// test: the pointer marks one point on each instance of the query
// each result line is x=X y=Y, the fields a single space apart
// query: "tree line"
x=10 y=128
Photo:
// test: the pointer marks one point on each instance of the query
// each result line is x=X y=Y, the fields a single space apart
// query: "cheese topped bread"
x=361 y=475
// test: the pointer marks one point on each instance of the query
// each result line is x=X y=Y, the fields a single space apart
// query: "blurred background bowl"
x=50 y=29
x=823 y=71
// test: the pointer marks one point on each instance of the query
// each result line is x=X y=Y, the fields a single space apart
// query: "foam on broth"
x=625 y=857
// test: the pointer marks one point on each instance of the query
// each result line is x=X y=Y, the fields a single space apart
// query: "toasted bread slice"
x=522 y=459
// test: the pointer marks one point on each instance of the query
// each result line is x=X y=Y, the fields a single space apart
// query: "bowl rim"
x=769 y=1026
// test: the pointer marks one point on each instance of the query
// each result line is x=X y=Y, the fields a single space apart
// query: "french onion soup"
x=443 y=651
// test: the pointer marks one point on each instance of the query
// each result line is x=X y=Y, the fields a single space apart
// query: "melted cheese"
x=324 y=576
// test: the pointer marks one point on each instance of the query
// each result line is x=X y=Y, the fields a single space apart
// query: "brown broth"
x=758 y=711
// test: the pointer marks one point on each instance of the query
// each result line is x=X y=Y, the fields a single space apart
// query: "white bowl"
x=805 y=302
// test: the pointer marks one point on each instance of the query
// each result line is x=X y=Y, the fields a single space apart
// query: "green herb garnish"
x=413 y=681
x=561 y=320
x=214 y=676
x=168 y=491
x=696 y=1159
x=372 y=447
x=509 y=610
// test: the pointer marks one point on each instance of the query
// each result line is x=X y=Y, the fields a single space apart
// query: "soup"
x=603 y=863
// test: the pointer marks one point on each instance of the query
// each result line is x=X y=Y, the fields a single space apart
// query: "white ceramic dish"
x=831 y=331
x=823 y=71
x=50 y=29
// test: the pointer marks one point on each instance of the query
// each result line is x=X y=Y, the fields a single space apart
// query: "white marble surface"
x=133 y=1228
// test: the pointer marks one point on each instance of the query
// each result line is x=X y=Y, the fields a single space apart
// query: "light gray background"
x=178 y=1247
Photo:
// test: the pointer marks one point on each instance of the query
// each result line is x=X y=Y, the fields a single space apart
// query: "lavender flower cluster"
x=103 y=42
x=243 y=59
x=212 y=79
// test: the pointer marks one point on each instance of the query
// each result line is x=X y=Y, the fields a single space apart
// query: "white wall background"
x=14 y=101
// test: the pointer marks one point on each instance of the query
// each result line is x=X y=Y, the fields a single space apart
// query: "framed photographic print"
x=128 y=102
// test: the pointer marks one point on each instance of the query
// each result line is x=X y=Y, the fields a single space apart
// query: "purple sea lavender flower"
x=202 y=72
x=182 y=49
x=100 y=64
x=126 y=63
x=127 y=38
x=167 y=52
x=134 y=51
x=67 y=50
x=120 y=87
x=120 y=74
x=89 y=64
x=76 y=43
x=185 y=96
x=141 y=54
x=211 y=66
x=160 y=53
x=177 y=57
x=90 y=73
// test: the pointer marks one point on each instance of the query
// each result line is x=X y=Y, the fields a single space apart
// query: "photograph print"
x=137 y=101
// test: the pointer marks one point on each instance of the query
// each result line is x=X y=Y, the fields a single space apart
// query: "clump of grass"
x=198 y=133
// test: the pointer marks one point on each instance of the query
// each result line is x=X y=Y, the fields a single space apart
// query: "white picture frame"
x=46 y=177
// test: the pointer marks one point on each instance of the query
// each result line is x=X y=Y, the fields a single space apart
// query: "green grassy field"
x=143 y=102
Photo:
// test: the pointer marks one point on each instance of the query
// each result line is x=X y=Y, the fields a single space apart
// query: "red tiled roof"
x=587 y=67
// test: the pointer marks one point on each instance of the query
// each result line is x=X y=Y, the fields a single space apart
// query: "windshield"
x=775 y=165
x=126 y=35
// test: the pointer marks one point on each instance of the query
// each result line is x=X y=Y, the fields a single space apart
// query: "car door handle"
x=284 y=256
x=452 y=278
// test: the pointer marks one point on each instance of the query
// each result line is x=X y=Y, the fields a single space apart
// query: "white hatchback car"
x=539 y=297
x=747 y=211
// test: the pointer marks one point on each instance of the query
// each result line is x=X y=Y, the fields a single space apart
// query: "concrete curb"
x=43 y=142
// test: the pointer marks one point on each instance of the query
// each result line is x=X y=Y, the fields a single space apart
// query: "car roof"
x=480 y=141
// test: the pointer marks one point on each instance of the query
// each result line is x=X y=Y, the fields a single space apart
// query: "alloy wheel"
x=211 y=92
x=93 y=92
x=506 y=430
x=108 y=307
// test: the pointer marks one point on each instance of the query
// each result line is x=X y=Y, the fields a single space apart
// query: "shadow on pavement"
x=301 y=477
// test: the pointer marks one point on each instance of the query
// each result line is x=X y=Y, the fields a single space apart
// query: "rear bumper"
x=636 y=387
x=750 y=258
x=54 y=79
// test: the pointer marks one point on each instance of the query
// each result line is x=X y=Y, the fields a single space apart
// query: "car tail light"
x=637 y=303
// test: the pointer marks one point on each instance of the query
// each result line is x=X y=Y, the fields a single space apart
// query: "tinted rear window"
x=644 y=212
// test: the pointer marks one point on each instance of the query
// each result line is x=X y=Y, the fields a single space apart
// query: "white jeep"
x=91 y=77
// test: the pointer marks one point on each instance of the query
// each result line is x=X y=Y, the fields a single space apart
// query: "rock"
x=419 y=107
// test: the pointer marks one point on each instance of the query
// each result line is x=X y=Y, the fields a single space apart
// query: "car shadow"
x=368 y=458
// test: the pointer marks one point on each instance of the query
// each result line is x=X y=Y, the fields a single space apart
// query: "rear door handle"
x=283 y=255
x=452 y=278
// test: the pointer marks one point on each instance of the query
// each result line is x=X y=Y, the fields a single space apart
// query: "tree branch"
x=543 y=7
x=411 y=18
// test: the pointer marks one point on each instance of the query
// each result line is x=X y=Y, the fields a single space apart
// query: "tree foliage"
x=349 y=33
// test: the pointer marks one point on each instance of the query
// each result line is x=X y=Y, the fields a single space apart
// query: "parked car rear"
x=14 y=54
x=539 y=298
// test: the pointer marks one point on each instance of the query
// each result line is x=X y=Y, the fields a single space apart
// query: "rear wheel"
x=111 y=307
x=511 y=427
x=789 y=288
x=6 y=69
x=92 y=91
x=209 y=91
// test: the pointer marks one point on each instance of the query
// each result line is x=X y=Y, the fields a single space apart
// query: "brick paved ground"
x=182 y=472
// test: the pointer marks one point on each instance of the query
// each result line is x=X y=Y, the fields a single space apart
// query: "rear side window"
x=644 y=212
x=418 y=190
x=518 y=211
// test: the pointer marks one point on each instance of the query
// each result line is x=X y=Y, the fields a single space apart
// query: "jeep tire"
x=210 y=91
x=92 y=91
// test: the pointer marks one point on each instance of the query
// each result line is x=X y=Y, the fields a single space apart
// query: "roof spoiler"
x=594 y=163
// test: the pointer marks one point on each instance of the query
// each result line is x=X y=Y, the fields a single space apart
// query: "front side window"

Requirement -
Output every line of all the items above as a numbered list, omitting blank lines.

Completed task -
1. // test: the pointer marks one point on each instance of the query
2. // each result line is x=X y=Y, the fields a single space apart
3. // query: "tree line"
4. x=10 y=128
5. Photo:
6. // test: the pointer marks one point on each instance of the query
7. // each result line is x=X y=Y, the fields a single space apart
8. // query: "cheese topped bread"
9. x=361 y=475
10. // test: the pointer marks one point on each instance of the query
11. // each result line is x=X y=Y, the fields a single space apart
12. // query: "blurred background bowl"
13. x=50 y=29
14. x=823 y=71
15. // test: the pointer marks one point on each instance of the query
16. // each result line is x=X y=Y, the fields a single space apart
17. // query: "foam on broth"
18. x=625 y=857
19. // test: the pointer marks one point on each instance of the query
20. // each result line is x=X y=Y, the fields a single space apart
21. // query: "toasted bread slice"
22. x=522 y=459
23. // test: the pointer marks one point on each instance of the query
24. // each result line is x=X y=Y, the fields a single space apart
25. // query: "bowl rim"
26. x=769 y=1026
27. // test: the pointer marks one point on each instance of the query
28. // each result line is x=X y=Y, the fields a single space apart
29. // query: "french onion soup"
30. x=443 y=651
31. // test: the pointer marks one point on each instance of the query
32. // each result line is x=X y=Y, the fields a single space apart
33. // query: "melted cheese"
34. x=324 y=576
35. // test: the pointer marks one point on each instance of the query
36. // each result line is x=X y=Y, the fields a single space apart
37. // query: "brown broth"
38. x=758 y=711
39. // test: the pointer marks one point on each instance of the query
40. // each result line is x=X y=Y, the fields a single space apart
41. // query: "white bowl"
42. x=805 y=302
43. // test: the pointer marks one point on each instance of the query
44. // each result line is x=X y=Y, the fields a single space apart
45. // query: "green herb garnish"
46. x=413 y=681
47. x=561 y=320
48. x=214 y=676
49. x=168 y=491
50. x=696 y=1159
51. x=372 y=447
52. x=509 y=610
53. // test: the pointer marks one point on each instance of the query
54. // each result line is x=X y=Y, the fields a single space apart
55. // query: "soup"
56. x=603 y=863
57. // test: the pointer marks one point on each instance of the query
58. // each result line is x=X y=Y, the fields a single space apart
59. // query: "white ceramic dish"
60. x=831 y=331
61. x=823 y=71
62. x=50 y=29
63. // test: the pointer marks one point on each instance of the query
64. // each result line is x=X y=Y, the fields a single space apart
65. // query: "white marble surface"
66. x=133 y=1228
67. // test: the pointer marks one point on each instance of the query
68. // each result line is x=X y=Y, the fields a single space apart
69. // query: "light gray background"
70. x=178 y=1247
71. Photo:
72. // test: the pointer marks one point on each instance of the query
73. // each result line is x=X y=Y, the fields a single space apart
74. // query: "lavender flower cluster"
75. x=103 y=42
76. x=243 y=59
77. x=212 y=79
78. // test: the pointer marks one point on each instance of the query
79. // each result line is x=X y=Y, the fields a single space apart
80. // query: "white wall background"
81. x=14 y=101
82. // test: the pointer marks one point on each instance of the query
83. // each result line is x=X y=Y, the fields a single space apart
84. // query: "framed photographic print"
85. x=128 y=102
86. // test: the pointer marks one point on each instance of the query
87. // each result line is x=X y=Y, the fields a single space apart
88. // query: "purple sea lavender flower"
89. x=202 y=72
90. x=182 y=49
91. x=100 y=64
92. x=126 y=63
93. x=127 y=38
94. x=167 y=52
95. x=134 y=51
96. x=67 y=50
97. x=120 y=87
98. x=120 y=74
99. x=89 y=64
100. x=76 y=43
101. x=185 y=96
102. x=141 y=54
103. x=211 y=66
104. x=160 y=53
105. x=177 y=57
106. x=90 y=73
107. // test: the pointer marks one point on each instance of the query
108. // each result line is x=X y=Y, the fields a single space apart
109. // query: "photograph print"
110. x=137 y=101
111. // test: the pointer marks one point on each instance of the query
112. // each result line is x=X y=Y, the fields a single space apart
113. // query: "clump of grass"
114. x=198 y=133
115. // test: the pointer marks one point on each instance of the query
116. // each result line is x=X y=Y, the fields a single space apart
117. // query: "white picture frame"
118. x=46 y=177
119. // test: the pointer marks one point on each instance of the query
120. // each result line is x=X y=Y, the fields a single space apart
121. // query: "green grassy field"
122. x=143 y=102
123. Photo:
124. // test: the pointer marks one point on each instance of the query
125. // each result line is x=X y=Y, the fields a single space apart
126. // query: "red tiled roof"
127. x=587 y=67
128. // test: the pointer marks one point on each instance of the query
129. // each result line is x=X y=Y, the fields a single space apart
130. // query: "windshield"
131. x=775 y=165
132. x=126 y=35
133. // test: the pointer marks one point on each instance of the query
134. // each result line is x=X y=Y, the fields a single space apart
135. // query: "car door handle"
136. x=284 y=256
137. x=452 y=278
138. // test: the pointer marks one point on each instance of the query
139. // each result line is x=X y=Y, the fields a single space apart
140. // query: "white hatchback car"
141. x=539 y=297
142. x=747 y=211
143. // test: the pointer marks one point on each instance of the query
144. // each result line is x=X y=Y, the fields a single space apart
145. // query: "concrete curb"
146. x=43 y=142
147. // test: the pointer marks one point on each instance of the query
148. // each result line is x=X y=Y, the fields a single space apart
149. // query: "car roof"
150. x=480 y=141
151. // test: the pointer marks one point on each instance of the query
152. // each result line is x=X y=Y, the fields a single space apart
153. // query: "alloy wheel"
154. x=211 y=92
155. x=93 y=92
156. x=506 y=430
157. x=108 y=307
158. // test: the pointer marks one point on each instance of the query
159. // each result line is x=X y=Y, the fields a single space apart
160. // query: "shadow on pavement"
161. x=301 y=477
162. // test: the pointer marks one point on each instance of the query
163. // each result line is x=X y=Y, the fields a single space apart
164. // query: "rear bumper"
165. x=636 y=387
166. x=750 y=258
167. x=54 y=79
168. // test: the pointer marks one point on each instance of the query
169. // each result line is x=X y=Y, the fields a single space apart
170. // query: "car tail light"
171. x=637 y=303
172. // test: the pointer marks one point on each instance of the query
173. // each result line is x=X y=Y, the fields a single space apart
174. // query: "tinted rear window"
175. x=644 y=212
176. // test: the pointer marks one point on each instance of the query
177. // each result line is x=X y=Y, the fields a single space apart
178. // query: "white jeep"
179. x=91 y=77
180. // test: the pointer marks one point on each instance of the query
181. // each result line is x=X y=Y, the fields a single space apart
182. // query: "rock"
183. x=419 y=107
184. // test: the pointer marks one point on each instance of the query
185. // each result line is x=X y=Y, the fields a single space apart
186. // query: "car shadow"
187. x=368 y=458
188. // test: the pointer marks one point on each instance of the query
189. // each result line is x=X y=Y, the fields a single space apart
190. // query: "rear door handle"
191. x=283 y=255
192. x=452 y=278
193. // test: the pointer marks one point on each instance of the query
194. // each result line is x=X y=Y, the fields a single space apart
195. // query: "tree branch"
196. x=543 y=7
197. x=411 y=18
198. // test: the pointer marks one point on each instance of the query
199. // each result line is x=X y=Y, the fields a single space apart
200. // query: "tree foliage"
201. x=349 y=33
202. // test: the pointer marks one point on each instance of the query
203. // each result line is x=X y=Y, the fields a single space apart
204. // query: "parked car rear"
205. x=14 y=54
206. x=539 y=298
207. // test: the pointer marks one point on each instance of the query
208. // each result line is x=X y=Y, the fields a single space apart
209. // query: "rear wheel"
210. x=111 y=307
211. x=511 y=427
212. x=789 y=288
213. x=6 y=69
214. x=92 y=91
215. x=209 y=91
216. // test: the pointer marks one point on each instance of the query
217. // each result line is x=X y=Y, the fields a single space apart
218. // query: "brick paved ground"
219. x=182 y=472
220. // test: the pointer marks one point on each instance of the query
221. // each result line is x=X y=Y, the fields a single space apart
222. // query: "rear side window"
223. x=644 y=212
224. x=418 y=190
225. x=518 y=211
226. // test: the pointer marks one point on each instance of the query
227. // each result line is x=X y=Y, the fields a single space apart
228. // query: "jeep tire"
229. x=210 y=91
230. x=92 y=91
231. // test: the pointer marks one point on each instance of the query
232. // each result line is x=X y=Y, the fields a single space apart
233. // query: "roof spoiler"
234. x=594 y=163
235. // test: the pointer marks one point on each instance of the query
236. // each result line is x=X y=Y, the fields a single space apart
237. // query: "front side window"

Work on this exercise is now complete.